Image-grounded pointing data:
^^^^
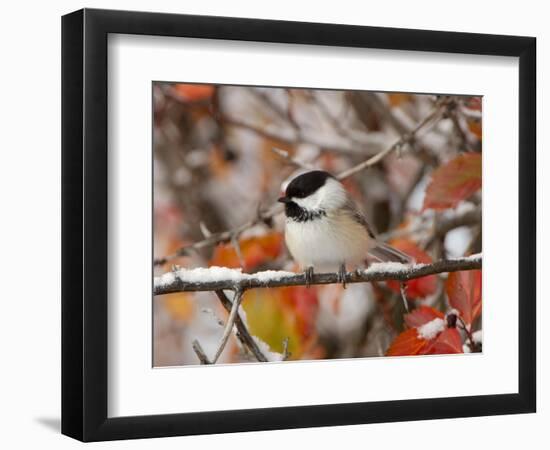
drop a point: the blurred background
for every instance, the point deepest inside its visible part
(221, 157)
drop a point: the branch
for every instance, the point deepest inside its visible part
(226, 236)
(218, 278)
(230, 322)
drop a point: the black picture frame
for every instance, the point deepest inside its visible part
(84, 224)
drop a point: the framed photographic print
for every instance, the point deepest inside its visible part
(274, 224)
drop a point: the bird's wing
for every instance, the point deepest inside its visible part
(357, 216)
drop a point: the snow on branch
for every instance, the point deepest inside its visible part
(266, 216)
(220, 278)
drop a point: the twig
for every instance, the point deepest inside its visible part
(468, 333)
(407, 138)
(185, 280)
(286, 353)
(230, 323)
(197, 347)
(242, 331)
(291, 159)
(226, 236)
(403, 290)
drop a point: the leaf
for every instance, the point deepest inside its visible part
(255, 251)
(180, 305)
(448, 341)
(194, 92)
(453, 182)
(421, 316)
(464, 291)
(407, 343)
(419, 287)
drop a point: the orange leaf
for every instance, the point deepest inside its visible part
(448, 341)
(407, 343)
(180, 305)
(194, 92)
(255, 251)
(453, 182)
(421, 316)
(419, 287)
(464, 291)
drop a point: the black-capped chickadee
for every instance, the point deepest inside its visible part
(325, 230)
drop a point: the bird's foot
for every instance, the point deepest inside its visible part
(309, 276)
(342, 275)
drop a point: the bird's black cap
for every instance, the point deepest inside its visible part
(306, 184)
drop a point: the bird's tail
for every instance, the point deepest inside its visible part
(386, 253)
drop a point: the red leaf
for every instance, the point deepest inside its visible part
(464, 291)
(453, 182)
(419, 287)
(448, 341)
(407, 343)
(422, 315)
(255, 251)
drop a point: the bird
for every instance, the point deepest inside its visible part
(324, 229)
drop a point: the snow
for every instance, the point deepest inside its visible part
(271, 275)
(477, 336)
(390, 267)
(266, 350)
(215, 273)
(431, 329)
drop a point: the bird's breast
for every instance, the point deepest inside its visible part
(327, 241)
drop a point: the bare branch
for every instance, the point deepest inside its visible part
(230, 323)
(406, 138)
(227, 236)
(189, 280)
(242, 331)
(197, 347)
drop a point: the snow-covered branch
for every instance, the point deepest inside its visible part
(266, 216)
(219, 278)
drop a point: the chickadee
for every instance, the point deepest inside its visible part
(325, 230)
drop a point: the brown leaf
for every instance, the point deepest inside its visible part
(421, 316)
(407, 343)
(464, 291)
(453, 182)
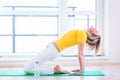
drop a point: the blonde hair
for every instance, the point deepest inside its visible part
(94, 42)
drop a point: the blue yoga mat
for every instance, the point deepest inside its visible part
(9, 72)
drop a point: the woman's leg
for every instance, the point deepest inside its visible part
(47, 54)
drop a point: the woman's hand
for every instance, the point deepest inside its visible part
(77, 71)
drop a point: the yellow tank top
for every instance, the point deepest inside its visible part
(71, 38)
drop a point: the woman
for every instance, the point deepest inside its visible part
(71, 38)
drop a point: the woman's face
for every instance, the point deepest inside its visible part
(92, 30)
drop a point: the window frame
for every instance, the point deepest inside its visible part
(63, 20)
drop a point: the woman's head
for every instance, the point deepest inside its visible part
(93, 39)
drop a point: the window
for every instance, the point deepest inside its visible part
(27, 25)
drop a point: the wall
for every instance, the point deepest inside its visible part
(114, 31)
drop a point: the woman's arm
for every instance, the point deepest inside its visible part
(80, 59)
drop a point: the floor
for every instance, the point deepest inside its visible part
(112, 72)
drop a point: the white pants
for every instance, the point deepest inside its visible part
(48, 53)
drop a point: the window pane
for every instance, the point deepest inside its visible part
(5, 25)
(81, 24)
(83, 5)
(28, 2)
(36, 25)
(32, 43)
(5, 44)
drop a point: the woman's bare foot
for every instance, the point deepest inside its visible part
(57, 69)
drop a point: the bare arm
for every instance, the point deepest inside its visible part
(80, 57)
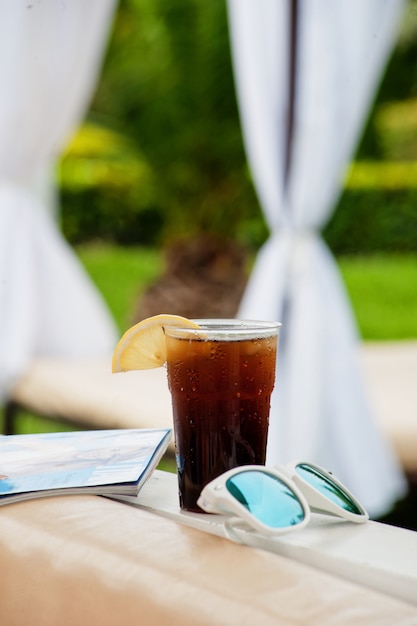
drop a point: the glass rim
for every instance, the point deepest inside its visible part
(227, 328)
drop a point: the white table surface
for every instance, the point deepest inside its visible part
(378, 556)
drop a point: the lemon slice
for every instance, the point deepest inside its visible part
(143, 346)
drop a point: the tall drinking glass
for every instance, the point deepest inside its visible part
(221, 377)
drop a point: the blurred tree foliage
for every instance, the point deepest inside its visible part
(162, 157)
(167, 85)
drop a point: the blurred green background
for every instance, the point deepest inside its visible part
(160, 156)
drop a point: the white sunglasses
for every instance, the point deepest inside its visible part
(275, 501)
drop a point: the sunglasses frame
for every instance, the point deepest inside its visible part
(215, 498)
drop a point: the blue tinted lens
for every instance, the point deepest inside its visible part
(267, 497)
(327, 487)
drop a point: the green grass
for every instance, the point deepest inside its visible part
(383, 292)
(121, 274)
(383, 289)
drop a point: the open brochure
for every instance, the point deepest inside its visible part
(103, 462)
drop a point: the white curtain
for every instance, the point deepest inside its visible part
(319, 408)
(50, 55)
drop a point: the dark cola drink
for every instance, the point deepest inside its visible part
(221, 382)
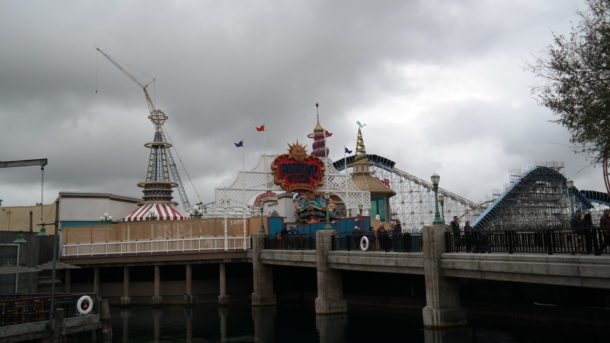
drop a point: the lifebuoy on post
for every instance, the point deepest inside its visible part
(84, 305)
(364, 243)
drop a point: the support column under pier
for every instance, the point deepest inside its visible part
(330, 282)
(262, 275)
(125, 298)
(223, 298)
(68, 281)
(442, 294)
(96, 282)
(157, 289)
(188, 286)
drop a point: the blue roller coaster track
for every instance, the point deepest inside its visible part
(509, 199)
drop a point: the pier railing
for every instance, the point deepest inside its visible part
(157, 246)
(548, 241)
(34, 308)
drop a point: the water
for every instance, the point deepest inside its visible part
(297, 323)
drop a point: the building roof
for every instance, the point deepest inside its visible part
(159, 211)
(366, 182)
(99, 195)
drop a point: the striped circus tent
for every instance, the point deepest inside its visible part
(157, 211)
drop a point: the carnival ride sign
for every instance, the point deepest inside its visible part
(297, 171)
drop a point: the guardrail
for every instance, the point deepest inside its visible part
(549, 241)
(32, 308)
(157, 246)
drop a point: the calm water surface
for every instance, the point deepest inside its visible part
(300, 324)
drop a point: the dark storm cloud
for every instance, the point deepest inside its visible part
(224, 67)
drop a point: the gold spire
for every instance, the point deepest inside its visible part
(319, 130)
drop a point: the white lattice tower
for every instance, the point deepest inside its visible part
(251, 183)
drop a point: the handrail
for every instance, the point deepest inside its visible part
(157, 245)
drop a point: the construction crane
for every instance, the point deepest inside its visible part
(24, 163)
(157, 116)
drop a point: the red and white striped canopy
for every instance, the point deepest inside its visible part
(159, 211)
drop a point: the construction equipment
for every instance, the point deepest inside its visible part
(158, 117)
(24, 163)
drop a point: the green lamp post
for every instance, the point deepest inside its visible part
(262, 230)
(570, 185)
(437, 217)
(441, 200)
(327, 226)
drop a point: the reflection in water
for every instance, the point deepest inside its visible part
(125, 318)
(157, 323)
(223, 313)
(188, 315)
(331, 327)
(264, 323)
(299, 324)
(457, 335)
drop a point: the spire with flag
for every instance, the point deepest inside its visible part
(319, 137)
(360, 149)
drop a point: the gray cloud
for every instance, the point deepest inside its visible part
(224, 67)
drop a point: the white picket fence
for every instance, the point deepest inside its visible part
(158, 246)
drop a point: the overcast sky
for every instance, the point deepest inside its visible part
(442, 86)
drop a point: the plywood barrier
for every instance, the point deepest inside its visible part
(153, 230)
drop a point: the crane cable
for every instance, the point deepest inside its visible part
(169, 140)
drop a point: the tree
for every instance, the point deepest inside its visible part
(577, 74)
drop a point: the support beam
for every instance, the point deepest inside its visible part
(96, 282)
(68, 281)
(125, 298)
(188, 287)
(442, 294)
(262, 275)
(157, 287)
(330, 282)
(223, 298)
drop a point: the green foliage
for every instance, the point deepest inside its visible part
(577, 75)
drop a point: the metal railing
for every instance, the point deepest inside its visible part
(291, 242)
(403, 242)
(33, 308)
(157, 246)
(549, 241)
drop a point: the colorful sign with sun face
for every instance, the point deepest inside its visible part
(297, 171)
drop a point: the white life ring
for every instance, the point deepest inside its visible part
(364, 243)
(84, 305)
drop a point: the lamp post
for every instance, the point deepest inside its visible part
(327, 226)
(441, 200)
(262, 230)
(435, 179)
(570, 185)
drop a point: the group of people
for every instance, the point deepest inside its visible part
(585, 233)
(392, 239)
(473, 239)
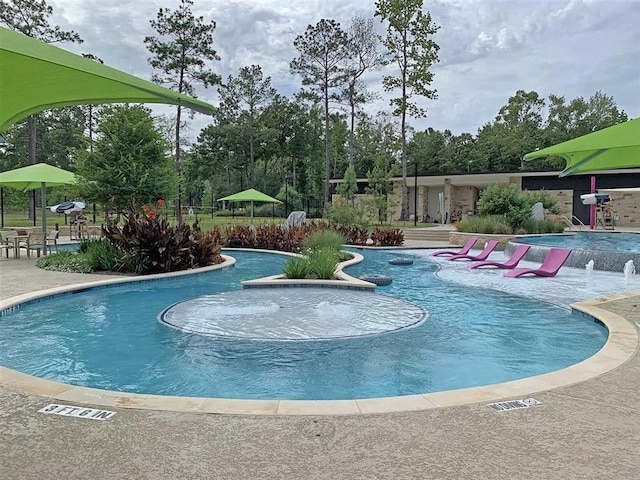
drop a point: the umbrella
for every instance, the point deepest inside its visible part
^^^^
__Task objective__
Write out word for word the lines above that run from the one with "drop a point: the bare branch" to the one with "drop a point: the window pane". Include both end lines; exclude the images.

__Task solution__
drop a point: the bare branch
for every instance, the point deepest inside its visible part
(230, 323)
(406, 138)
(227, 236)
(189, 280)
(242, 331)
(197, 347)
drop a point: the snow-covered branch
for every instance, the point deepest inside its visible part
(266, 216)
(219, 278)
drop a point: the chickadee
for every instance, the point deepest inside its visible part
(325, 230)
drop a point: the brown leaf
for every instance, the point deepest inside its visible part
(421, 316)
(407, 343)
(464, 291)
(453, 182)
drop a point: the blonde hair
for every instance, the point deepest inside its visible part
(94, 42)
drop a point: the blue yoga mat
for every instance, the point deepest inside its visible part
(9, 72)
drop a point: the woman's leg
for every instance, the point deepest inside its visible part
(47, 54)
drop a point: the woman's hand
for every instance, the point deepest inside its visible part
(77, 71)
drop a point: the yellow tank top
for every instance, the point deepest inside its visible part
(71, 38)
drop a point: the woman
for every instance, the point deepest inside its visible part
(71, 38)
drop a point: the woman's face
for every instance, the point deepest inside its visible part
(92, 30)
drop a point: the window frame
for every instance, the point deepest inside its visible part
(63, 20)
drop a point: the woman's head
for every instance, the point deepest inside its visible part
(93, 39)
drop a point: the window
for every instance, the point deepest inside its visible part
(27, 25)
drop a point: the wall
for every instance, the point deepest inside its visible part
(114, 31)
drop a point: the woman's arm
for every instance, the point deepest inside its visible part
(80, 59)
drop a point: the floor
for every instance, the point deepest inside its visible part
(112, 72)
drop a point: the white pants
for every instance, the point deepest inside its visible part
(48, 53)
drop a point: the window pane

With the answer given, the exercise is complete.